SELECTION:
Here is a file showing all possible fractions $<1$ generated by up to $12$ resistors, with an example for each one. The notation used is $x(1,1)$ for series and $y(1,1)$ for parallel. Corresponding Mathematica functions for x and y can be found above.
Case for (n-1)/n
$(n-1)/n$ clearly differs the most from EA. From the data gathered, the minimal number of resistors needed for $(n-1)/n\approx \frac{5}{2}\log (n)$:
examples of f((n-1)/n) using minimal # resistors
$ 1 \oplus 1 \\ (1+1)\oplus 1 \\ ((1+1)+1)\oplus 1 \\ (((1+1)+1)+1)\oplus 1 \\ ((1 \oplus 1)\oplus 1)+(1\oplus 1) \\ (1+1)\oplus ((1 \oplus 1)+1) \\ (((1 \oplus 1)+1)\oplus(1\oplus 1))+ (1 \oplus 1) $
$(n-1)/n$ differs considerably from Euclidean algorithm as $n$ get larger. eg $26/27$ can be made with only $8$ resistors: $(1+1)\oplus (((1+1)\oplus((1\oplus 1)+1))+1)$
Since this method was suggested in the comments, I'm going to present it, but this is a restriction on the OP problem, in that we consider only adding a resistor either in serie, either in parallel to an existing circuit built in the same way. Thus it is far from representing all possibilities.
If there $n$ resistors then there are $2^n$ arrangements of resistors, basically they are given by the binary developpement where for instance $+$ is associated to $1$ and $\oplus$ to $0$.
It behaves as an arithmetic stack.
Example let's look at shayne2020 listing for $n=3$.
$\begin{array}{c|c|c|c|} \mathbb Q & \text{circuit} & \text{arithm stack} & \text{binary} \\ \hline 1/3 & (1\oplus 1)\oplus 1 & +\oplus\oplus 111 & 100\\ 3/2 & (1\oplus 1)+1 & +\oplus+111 & 101\\ 2/3 & (1+1)\oplus 1 & ++\oplus111 & 110\\ 3/1 & (1+1)+1 & +++111 & 111\\ \end{array}$
This correspond to the well known bijection from $\mathbb N\to\mathbb Q^+$ which has a representation as the Stern-Brocot tree : Stern-Brocot Tree
The tree also has this interesting property : Fractions on a Binary Tree II
It is not too difficult to prove that our resistors verify these properties.
Remember on the left branch of a subtree we process a $0$ in the binary developpement so this correspond to $\oplus$ operation. While on the right branch of the tree, we process a $1$, this is the $+$ operation.

OBJECTIVE: In the resistor discussion, which tree represents the bijection from the natural numbers to the positive rationals? The material that follows comes from an unrelated source.

DATA EXCERPT:

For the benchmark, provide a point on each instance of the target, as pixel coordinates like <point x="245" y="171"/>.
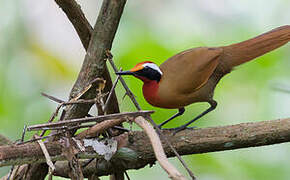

ANSWER IN FULL: The Stern-Brocot tree.